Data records
++++++++++++++++++++
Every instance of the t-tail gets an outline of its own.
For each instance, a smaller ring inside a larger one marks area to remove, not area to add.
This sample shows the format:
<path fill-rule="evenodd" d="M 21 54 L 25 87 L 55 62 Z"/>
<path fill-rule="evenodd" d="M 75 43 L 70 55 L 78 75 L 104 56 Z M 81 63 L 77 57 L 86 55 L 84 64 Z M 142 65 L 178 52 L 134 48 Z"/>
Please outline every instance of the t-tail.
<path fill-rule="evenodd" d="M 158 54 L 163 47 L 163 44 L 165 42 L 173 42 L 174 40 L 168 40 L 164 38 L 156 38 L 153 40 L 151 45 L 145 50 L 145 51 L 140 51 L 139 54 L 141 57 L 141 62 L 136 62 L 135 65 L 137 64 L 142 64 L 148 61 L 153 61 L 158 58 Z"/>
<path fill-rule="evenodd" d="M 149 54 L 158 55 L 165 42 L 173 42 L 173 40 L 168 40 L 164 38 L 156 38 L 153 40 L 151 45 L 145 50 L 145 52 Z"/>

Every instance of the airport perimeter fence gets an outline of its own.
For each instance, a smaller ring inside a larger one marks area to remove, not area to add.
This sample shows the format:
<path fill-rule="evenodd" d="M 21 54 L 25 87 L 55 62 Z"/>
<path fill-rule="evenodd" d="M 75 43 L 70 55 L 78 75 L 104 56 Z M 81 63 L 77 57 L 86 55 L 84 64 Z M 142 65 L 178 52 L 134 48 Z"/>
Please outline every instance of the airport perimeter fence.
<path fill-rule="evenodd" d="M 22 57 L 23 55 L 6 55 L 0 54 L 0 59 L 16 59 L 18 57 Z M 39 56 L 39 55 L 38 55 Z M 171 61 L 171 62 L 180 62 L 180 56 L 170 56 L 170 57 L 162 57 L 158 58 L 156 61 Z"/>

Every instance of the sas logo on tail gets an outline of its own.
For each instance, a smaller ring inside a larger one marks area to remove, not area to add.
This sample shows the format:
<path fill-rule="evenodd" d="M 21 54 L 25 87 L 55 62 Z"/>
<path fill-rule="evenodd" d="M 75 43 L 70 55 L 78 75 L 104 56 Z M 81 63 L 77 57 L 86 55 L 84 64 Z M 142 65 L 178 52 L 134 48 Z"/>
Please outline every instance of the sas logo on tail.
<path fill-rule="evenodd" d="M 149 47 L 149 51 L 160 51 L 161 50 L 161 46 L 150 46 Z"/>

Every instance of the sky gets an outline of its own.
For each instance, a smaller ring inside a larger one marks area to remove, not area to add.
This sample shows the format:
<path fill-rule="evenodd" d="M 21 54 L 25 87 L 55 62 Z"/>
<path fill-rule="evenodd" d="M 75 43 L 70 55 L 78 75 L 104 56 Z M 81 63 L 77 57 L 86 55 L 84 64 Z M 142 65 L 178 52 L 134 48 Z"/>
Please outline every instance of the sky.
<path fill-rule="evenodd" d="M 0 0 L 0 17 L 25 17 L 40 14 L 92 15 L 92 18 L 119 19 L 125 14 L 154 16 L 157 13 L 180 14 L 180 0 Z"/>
++++++++++++++++++++
* [Goal]: Please reproduce all the entries above, swapping every occurrence of "smaller ring" for "inner ring" and leaving everything else untouched.

* [Answer]:
Every instance of the t-tail gets an outline of its own.
For each instance, a inner ring inside a larger one marks area to remove, not area to add.
This sample shows the format:
<path fill-rule="evenodd" d="M 21 54 L 25 87 L 55 62 Z"/>
<path fill-rule="evenodd" d="M 75 43 L 70 55 L 78 75 L 104 56 Z M 81 63 L 77 57 L 86 55 L 84 64 Z M 142 65 L 178 52 L 134 48 Z"/>
Please outline every instance of the t-tail.
<path fill-rule="evenodd" d="M 158 54 L 163 47 L 163 44 L 165 42 L 173 42 L 174 40 L 168 40 L 164 38 L 156 38 L 153 40 L 151 45 L 145 50 L 145 51 L 140 51 L 139 54 L 141 57 L 141 62 L 136 62 L 135 65 L 137 64 L 142 64 L 148 61 L 153 61 L 158 58 Z"/>
<path fill-rule="evenodd" d="M 149 54 L 158 55 L 165 42 L 173 42 L 173 40 L 168 40 L 164 38 L 156 38 L 153 40 L 151 45 L 145 50 L 145 52 Z"/>

Every instance of the airport perimeter fence gets an outline of its own.
For each instance, a inner ring inside a larger one marks area to remove, not area to add.
This sample shows the format:
<path fill-rule="evenodd" d="M 21 54 L 25 87 L 55 62 Z"/>
<path fill-rule="evenodd" d="M 75 43 L 70 55 L 78 75 L 104 56 Z M 81 63 L 77 57 L 86 55 L 84 64 Z M 142 65 L 178 52 L 134 48 Z"/>
Please outline every instance of the airport perimeter fence.
<path fill-rule="evenodd" d="M 22 57 L 23 55 L 6 55 L 0 54 L 0 59 L 16 59 L 18 57 Z M 39 56 L 39 55 L 38 55 Z M 171 61 L 171 62 L 180 62 L 180 56 L 170 56 L 170 57 L 162 57 L 158 58 L 156 61 Z"/>

Every instance of the sas logo on tail gets an outline of its own.
For each instance, a inner ring inside a larger one marks area to remove, not area to add.
This sample shows the format:
<path fill-rule="evenodd" d="M 21 54 L 25 87 L 55 62 Z"/>
<path fill-rule="evenodd" d="M 75 43 L 70 55 L 78 75 L 104 56 Z M 81 63 L 77 57 L 86 55 L 84 64 Z M 142 65 L 178 52 L 134 48 Z"/>
Please outline every instance of the sas logo on tail.
<path fill-rule="evenodd" d="M 149 47 L 149 51 L 160 51 L 161 50 L 161 46 L 150 46 Z"/>

Every instance of the sky gets an outline of its own.
For each instance, a inner ring inside a larger one marks area to remove, not area to add.
This sample shows the format:
<path fill-rule="evenodd" d="M 21 54 L 25 87 L 55 62 Z"/>
<path fill-rule="evenodd" d="M 75 43 L 70 55 L 78 75 L 104 56 Z M 81 63 L 77 57 L 86 55 L 84 64 Z M 142 65 L 178 52 L 134 48 Z"/>
Please outline every instance of the sky.
<path fill-rule="evenodd" d="M 0 0 L 0 17 L 25 17 L 40 14 L 92 15 L 92 18 L 119 19 L 125 14 L 154 16 L 157 13 L 180 14 L 180 0 Z"/>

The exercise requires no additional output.